▶ [Text passage]
## BEGIN

Before starting on the new blog, I forgot to add a story from my time in Galle which has to be told. You may or may not know that in Sri Lanka they are cricket mad. Galle has the national cricket ground there and you can see the ground very clearly from the top of the fort. Many many times when I was staying in Galle, I heard that ‘The Barmy Army’ (English cricket team) were coming to Sri Lanka in March and how excited they were to be hosting them ?. I was also told how they were ordering in loads of extra beer ‘because the English love the beer’ ?? This just really made me chuckle.
After the whale watching trip finished, I went back to my accommodation in Mirissa to wait for my taxi to Ella. A man turns up in a pretty beaten up car and collects me and my luggage. I now have a 3 hour journey with Janala. Janala (I think that was his name, still not 100% sure), ended up be a very persuasive man and someone I could not get rid of for week!!! More on that later ?. Long drive to Ella through the mountains, all very beautiful.
My new accommodation was on the side of a mountain and it required grit determination to get me up and down to my room…the view was fantastic though and it kept me from making unnecessary trips to the hotel restaurant!!
The little town of Ella was brilliant, full of tourists and with a really lovely vibe with plenty of places to eat and enjoy watching the world go by. The following day, Janala had talked me into (this will become a theme), using him to see the main sights around Ella. I wanted to see if I could climb Little Adam’s Peak, but wanted to go early before it got too hot. I had also wanted to see the 9 Arches Bridge, but this would be another, hike and thought it might be too much for one day….Janala had other ideas. He picked me up at 6am and took me to the bridge 1st, as he said that it will get much busier as the day goes on. It was quite a steep climb to the view point, we then walked along the track and through a tunnel, but was definitely worth it. I managed to see 2 different trains pass and the view was spectacular.
After the trains had passed, we got a TukTuk back down to the main road (why we couldn’t have got it up to the bridge as well, I’ll never know ?) We then headed to Little Adam’s Peak. I’m still very conscious that I am pretty slow and unfit and was happy to plod up the mountain in my own time, but Janala was having none of it….he stayed by my side all the way there and all the way down again. It started raining when we were on the mountain but I was happy with this as it kept me cooler. Little Adam’s Peak achieved and all before 9am. It wasn’t really a difficult climb, it’s mainly steps to the top, tough on the knees coming back down. Once again the view was spectacular and I felt very proud of myself for doing it.

## END

[Region outline entries]
## BEGIN

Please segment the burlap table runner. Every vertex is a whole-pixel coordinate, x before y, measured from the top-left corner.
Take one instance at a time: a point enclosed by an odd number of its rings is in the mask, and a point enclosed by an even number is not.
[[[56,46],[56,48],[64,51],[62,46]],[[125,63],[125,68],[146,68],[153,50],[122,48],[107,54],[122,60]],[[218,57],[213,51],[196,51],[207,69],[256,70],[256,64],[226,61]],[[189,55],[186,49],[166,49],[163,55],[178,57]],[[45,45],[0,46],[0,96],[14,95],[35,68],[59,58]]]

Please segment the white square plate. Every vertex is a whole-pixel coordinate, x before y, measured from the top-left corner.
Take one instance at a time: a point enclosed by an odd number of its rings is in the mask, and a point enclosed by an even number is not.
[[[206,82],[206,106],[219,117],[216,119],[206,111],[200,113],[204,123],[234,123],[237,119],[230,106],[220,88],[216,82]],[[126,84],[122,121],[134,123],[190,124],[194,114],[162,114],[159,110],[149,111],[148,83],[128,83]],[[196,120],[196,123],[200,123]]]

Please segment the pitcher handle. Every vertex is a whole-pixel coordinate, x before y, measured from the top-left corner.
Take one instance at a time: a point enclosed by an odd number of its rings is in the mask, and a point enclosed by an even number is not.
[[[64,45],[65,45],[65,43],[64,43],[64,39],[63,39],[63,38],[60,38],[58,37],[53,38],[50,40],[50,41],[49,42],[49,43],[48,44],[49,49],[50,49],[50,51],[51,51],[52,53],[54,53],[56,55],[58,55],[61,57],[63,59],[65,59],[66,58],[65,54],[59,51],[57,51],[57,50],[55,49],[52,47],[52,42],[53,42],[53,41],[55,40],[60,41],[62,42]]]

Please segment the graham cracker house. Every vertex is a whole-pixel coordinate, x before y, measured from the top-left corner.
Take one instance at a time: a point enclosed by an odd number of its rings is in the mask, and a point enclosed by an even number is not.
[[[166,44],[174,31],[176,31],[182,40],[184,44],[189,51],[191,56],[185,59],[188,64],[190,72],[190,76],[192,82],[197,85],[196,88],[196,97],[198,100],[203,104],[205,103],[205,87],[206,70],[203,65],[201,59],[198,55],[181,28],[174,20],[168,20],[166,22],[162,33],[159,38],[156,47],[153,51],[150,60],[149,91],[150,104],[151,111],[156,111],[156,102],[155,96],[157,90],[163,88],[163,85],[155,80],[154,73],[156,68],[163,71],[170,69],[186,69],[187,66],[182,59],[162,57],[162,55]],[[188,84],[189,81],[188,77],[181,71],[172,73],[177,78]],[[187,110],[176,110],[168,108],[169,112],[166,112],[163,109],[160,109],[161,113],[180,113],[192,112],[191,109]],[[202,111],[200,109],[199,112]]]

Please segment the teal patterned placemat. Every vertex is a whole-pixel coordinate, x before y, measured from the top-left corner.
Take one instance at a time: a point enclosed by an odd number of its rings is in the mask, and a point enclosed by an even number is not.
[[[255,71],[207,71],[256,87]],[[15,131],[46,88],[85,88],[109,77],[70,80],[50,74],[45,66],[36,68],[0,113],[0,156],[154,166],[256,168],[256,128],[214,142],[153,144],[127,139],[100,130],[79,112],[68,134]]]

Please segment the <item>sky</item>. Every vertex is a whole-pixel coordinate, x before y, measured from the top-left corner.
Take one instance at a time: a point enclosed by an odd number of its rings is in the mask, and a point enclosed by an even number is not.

## END

▶ [Instruction A]
Answer these questions about the Sri Lanka travel blog:
(i) How long was the drive from Mirissa to Ella?
(ii) At what time did Janala pick the writer up on the day of sightseeing?
(iii) How many trains did the writer see pass at the bridge?
▶ [Instruction B] Write what comes next in the Sri Lanka travel blog, picking up right after its final sentence.

▶ [Task result A]
(i) 3 hours
(ii) 6am
(iii) 2

▶ [Task result B]
We stopped off in Ella for breakfast before yet another excursion, because Janala was finished with me yet!!! This time we went to Buduruvagala, which is a Buddhist temple, carved into a rock face. The drive there took in more gorgeous scenery and the temple was beautiful. I’m glad I got talked into this.
Well, that was all quite enough for one day. I got dropped off and abseiled down to my room and had a nap ??. Janala offered me his services for the following day but I said I wasn’t going to be doing anything that would require him…..don’t worry, more Janala stories coming up!!!
The following day, I took it easy, resting my poor knackered knee until it was time to attend a cookery course!! Once again, another recommendation of a ‘must do’ saw me sign up for some traditional Sri Lankan cooking. I arrived at the designated spot for collection, where a really nice Ozzie girl was waiting as well. A man in a truck turns up, asks us if we are cooking ‘yes’ and we get into the back of his trunk. As we drive away, the Ozzie girl says ‘we’re very trusting aren’t we, just jumping into the back of a truck???’ ? I literally never even thought about being in any danger. I would kill my kids if they did something similar!!
Anyway, no harm done and we are taken to someone’s home, where loads of things are ready for us to get cooking. There was 10 of us altogether and it was a great evening. We made 6 different curries, a starter, dessert and sides, and it all happened to be vegan. The food was lovely, although a little to much chilli for my delicate English palate ?. My only complaint was that we didn’t actually do that much cooking, it was mainly a demonstration, which was fine, but I get a bit restless if not kept busy.
The next day saw the return of Janala ?. What I would like to explain at this point is, that in Sri Lanka it is nearly impossible to be able to self drive yourself, and if you did, you would probably die. So most tourists hire a driver/guide to take them around. When I arrived I had initially thought of doing this and contacted someone who was recommended to me, but I felt it was a lot of money and I didn’t really want to be ‘stuck with someone, making small talk for days on end. Thus, I was just going to get taxis/TukTuk/trains as and when I needed them. However, Janala had other ideas and me being me, somehow got talked into keeping him on. At the time he seemed to make sense but now on reflection, I should have been firmer and said no. Anyway, Janala turns up, collects me and my luggage and takes me to Ella Train station. Here I was catching a train to travel on one of the most beautiful routes in the world. I was dropped off to catch the train, and Janala was driving my luggage to meet me in Nanu Oya (This is another thing that a lot of tourists do, because we are to precious to carry our luggage on a train ?) The journey was wonderful, but lots of naughty youngsters hung out the doors and windows taking pictures ?
Janala met me at the other end and took me to my new accommodation. He then offered to show me around Nuwara Eliya. Nuwara Eliya is also known as little England and a lot of the houses are very British in style. We walked, around a lake and then had dinner together….. I just couldn’t shake him off. I did decline his offer of drinks at my digs ?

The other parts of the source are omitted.